### Records supplied
════════════════

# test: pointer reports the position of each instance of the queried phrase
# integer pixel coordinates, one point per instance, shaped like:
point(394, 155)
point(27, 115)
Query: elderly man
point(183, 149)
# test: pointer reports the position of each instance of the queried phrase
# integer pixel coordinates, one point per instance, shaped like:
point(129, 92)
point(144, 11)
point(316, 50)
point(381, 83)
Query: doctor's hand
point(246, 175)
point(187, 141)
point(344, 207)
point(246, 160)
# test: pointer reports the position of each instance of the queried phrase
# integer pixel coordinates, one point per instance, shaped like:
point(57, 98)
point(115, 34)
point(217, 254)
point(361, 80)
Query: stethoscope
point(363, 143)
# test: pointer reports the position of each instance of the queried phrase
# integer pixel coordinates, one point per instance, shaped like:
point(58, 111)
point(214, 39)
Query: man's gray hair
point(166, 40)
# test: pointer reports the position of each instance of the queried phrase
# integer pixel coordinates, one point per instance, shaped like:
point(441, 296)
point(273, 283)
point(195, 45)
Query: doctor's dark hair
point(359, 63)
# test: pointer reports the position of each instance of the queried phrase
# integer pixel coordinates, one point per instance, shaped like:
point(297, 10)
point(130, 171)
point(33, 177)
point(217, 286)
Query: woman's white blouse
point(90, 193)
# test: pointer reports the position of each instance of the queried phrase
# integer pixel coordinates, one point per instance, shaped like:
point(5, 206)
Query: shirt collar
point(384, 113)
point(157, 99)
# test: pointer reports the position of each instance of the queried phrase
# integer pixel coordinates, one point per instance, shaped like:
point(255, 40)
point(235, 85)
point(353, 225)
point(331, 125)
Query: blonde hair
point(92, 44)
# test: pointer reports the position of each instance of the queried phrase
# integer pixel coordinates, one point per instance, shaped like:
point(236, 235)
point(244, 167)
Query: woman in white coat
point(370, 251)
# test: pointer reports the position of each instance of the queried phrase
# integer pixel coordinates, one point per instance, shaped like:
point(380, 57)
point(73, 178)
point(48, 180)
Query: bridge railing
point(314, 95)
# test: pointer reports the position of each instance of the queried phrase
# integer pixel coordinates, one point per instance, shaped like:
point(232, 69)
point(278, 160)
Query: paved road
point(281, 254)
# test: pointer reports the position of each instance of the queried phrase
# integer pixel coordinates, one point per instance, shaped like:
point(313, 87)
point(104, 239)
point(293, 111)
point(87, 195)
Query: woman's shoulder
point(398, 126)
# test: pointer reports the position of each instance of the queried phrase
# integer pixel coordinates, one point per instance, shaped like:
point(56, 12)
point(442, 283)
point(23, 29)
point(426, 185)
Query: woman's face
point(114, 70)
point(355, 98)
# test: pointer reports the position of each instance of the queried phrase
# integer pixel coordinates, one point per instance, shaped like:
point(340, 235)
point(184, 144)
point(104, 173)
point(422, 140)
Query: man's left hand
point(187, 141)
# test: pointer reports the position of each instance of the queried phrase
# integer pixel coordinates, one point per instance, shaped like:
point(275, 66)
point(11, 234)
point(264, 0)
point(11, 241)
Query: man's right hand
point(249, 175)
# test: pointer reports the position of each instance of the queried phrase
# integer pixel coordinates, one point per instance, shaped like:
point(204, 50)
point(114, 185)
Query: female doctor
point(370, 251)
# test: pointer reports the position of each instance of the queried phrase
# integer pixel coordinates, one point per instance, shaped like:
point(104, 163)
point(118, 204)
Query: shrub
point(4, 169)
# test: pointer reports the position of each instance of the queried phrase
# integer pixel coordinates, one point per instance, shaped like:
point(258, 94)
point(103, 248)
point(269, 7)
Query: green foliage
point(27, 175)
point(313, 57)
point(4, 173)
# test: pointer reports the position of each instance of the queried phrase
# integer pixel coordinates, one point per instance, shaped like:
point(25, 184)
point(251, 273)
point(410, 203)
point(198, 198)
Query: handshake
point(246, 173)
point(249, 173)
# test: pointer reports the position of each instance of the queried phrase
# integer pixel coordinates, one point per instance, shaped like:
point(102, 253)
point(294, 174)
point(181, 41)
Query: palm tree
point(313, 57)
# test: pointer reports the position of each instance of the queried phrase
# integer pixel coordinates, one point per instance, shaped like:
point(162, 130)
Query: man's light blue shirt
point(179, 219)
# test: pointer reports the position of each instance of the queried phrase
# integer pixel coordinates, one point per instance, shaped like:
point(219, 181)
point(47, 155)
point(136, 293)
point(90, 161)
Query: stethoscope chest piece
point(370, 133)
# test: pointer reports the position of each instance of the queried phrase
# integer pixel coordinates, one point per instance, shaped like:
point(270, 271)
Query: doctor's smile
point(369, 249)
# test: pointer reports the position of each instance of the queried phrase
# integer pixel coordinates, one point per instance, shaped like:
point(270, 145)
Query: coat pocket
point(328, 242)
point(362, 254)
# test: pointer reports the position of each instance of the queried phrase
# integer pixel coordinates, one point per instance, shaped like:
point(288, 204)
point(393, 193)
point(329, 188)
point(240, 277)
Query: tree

════════════════

Arrange all of the lines above as a numbered list, leaving out any blank lines.

1. # test: pointer reports the position of each instance of the queried phrase
2. # integer pixel coordinates, one point per instance, shaped like:
3. point(394, 155)
4. point(27, 115)
5. Query: elderly man
6. point(183, 149)
7. # test: pointer reports the position of each instance of the queried phrase
8. # integer pixel coordinates, one point per instance, shaped like:
9. point(129, 92)
10. point(144, 11)
11. point(316, 50)
12. point(381, 83)
13. Query: doctor's hand
14. point(246, 175)
15. point(187, 141)
16. point(344, 207)
17. point(246, 160)
18. # test: pointer reports the position of each instance of the queried phrase
19. # integer pixel coordinates, one point per instance, shaped like:
20. point(57, 98)
21. point(115, 34)
22. point(217, 254)
23. point(361, 80)
24. Query: stethoscope
25. point(363, 143)
26. # test: pointer reports the position of each instance of the queried phrase
27. # integer pixel coordinates, one point per instance, shaped like:
28. point(58, 111)
29. point(214, 39)
30. Query: man's gray hair
31. point(166, 40)
32. # test: pointer reports the position of each instance of the queried phrase
33. # integer pixel coordinates, one point per instance, shaped like:
34. point(441, 296)
35. point(273, 283)
36. point(195, 45)
37. Query: doctor's dark hair
38. point(359, 63)
39. # test: pointer reports the position of each instance of the queried phrase
40. # integer pixel coordinates, one point per instance, shaped like:
41. point(297, 10)
42. point(130, 171)
43. point(33, 177)
44. point(217, 286)
45. Query: woman's white blouse
46. point(90, 193)
47. # test: pointer reports the position of each instance of the queried phrase
48. # integer pixel coordinates, one point per instance, shaped like:
49. point(5, 206)
50. Query: shirt collar
51. point(384, 113)
52. point(157, 99)
53. # test: pointer reports the position of each instance of the queried phrase
54. # integer pixel coordinates, one point per instance, shaped like:
55. point(255, 40)
56. point(235, 85)
57. point(353, 225)
58. point(331, 125)
59. Query: blonde hair
60. point(92, 44)
61. # test: pointer reports the position of each instance of the queried phrase
62. # integer pixel coordinates, one point per instance, shaped like:
63. point(236, 235)
64. point(244, 167)
65. Query: woman in white coat
66. point(370, 251)
67. # test: pointer reports the position of each instance of the queried phrase
68. # integer pixel coordinates, one point per instance, shaped like:
69. point(380, 57)
70. point(73, 178)
71. point(48, 180)
72. Query: bridge railing
73. point(314, 95)
74. # test: pointer reports the position of each instance of the queried phrase
75. # integer pixel coordinates, one point per instance, shaped like:
76. point(232, 69)
77. point(278, 160)
78. Query: paved road
79. point(281, 254)
80. # test: pointer reports the position of each instance of the queried phrase
81. # integer pixel coordinates, one point per instance, shaped like:
82. point(313, 87)
83. point(104, 239)
84. point(293, 111)
85. point(87, 195)
86. Query: woman's shoulder
87. point(398, 126)
88. # test: pointer reports the position of each instance of the queried phrase
89. # integer pixel coordinates, one point per instance, shaped like:
90. point(56, 12)
91. point(442, 283)
92. point(23, 29)
93. point(426, 185)
94. Query: woman's face
95. point(114, 70)
96. point(355, 98)
97. # test: pointer reports the position of each instance of the queried phrase
98. # integer pixel coordinates, one point per instance, shaped like:
99. point(340, 235)
100. point(184, 144)
101. point(104, 173)
102. point(422, 140)
103. Query: man's left hand
104. point(187, 141)
105. # test: pointer reports the position of each instance of the queried phrase
106. # integer pixel coordinates, one point per instance, shaped like:
107. point(275, 66)
108. point(11, 234)
109. point(264, 0)
110. point(11, 241)
111. Query: man's right hand
112. point(249, 175)
113. # test: pointer reports the position of each instance of the queried phrase
114. # integer pixel coordinates, one point per instance, shaped like:
115. point(204, 50)
116. point(114, 185)
117. Query: female doctor
118. point(370, 251)
119. # test: pointer reports the position of each instance of the queried phrase
120. # integer pixel coordinates, one point per instance, shaped like:
121. point(104, 163)
122. point(118, 204)
123. Query: shrub
124. point(4, 169)
125. # test: pointer reports the position of each instance of the queried phrase
126. # integer pixel coordinates, one point per instance, shaped like:
127. point(258, 94)
128. point(103, 248)
129. point(269, 7)
130. Query: green foliage
131. point(27, 175)
132. point(313, 57)
133. point(4, 173)
134. # test: pointer reports the position of each instance of the queried phrase
135. # integer pixel coordinates, one point per instance, shaped like:
136. point(25, 184)
137. point(251, 273)
138. point(410, 203)
139. point(198, 198)
140. Query: handshake
141. point(246, 173)
142. point(249, 173)
143. # test: pointer reports the position of each instance of the queried phrase
144. # integer pixel coordinates, one point per instance, shaped like:
145. point(102, 253)
146. point(294, 174)
147. point(181, 41)
148. Query: palm tree
149. point(313, 57)
150. # test: pointer reports the position of each instance of the queried phrase
151. # integer pixel coordinates, one point per instance, shaped like:
152. point(162, 130)
153. Query: man's light blue shirt
154. point(179, 219)
155. # test: pointer reports the position of each instance of the queried phrase
156. # integer pixel coordinates, one point per instance, shaped like:
157. point(219, 181)
158. point(47, 155)
159. point(136, 293)
160. point(90, 161)
161. Query: stethoscope chest piece
162. point(370, 133)
163. # test: pointer reports the position of each instance of the queried phrase
164. # integer pixel coordinates, one point per instance, shaped like:
165. point(270, 271)
166. Query: doctor's smile
167. point(369, 249)
168. # test: pointer reports the position of each instance of the queried phrase
169. # integer pixel coordinates, one point per instance, shaped like:
170. point(270, 145)
171. Query: coat pocket
172. point(328, 242)
173. point(362, 254)
174. # test: pointer reports the position of each instance of the queried phrase
175. # integer pixel coordinates, one point per instance, shaped like:
176. point(288, 204)
177. point(393, 193)
178. point(329, 188)
179. point(240, 277)
180. Query: tree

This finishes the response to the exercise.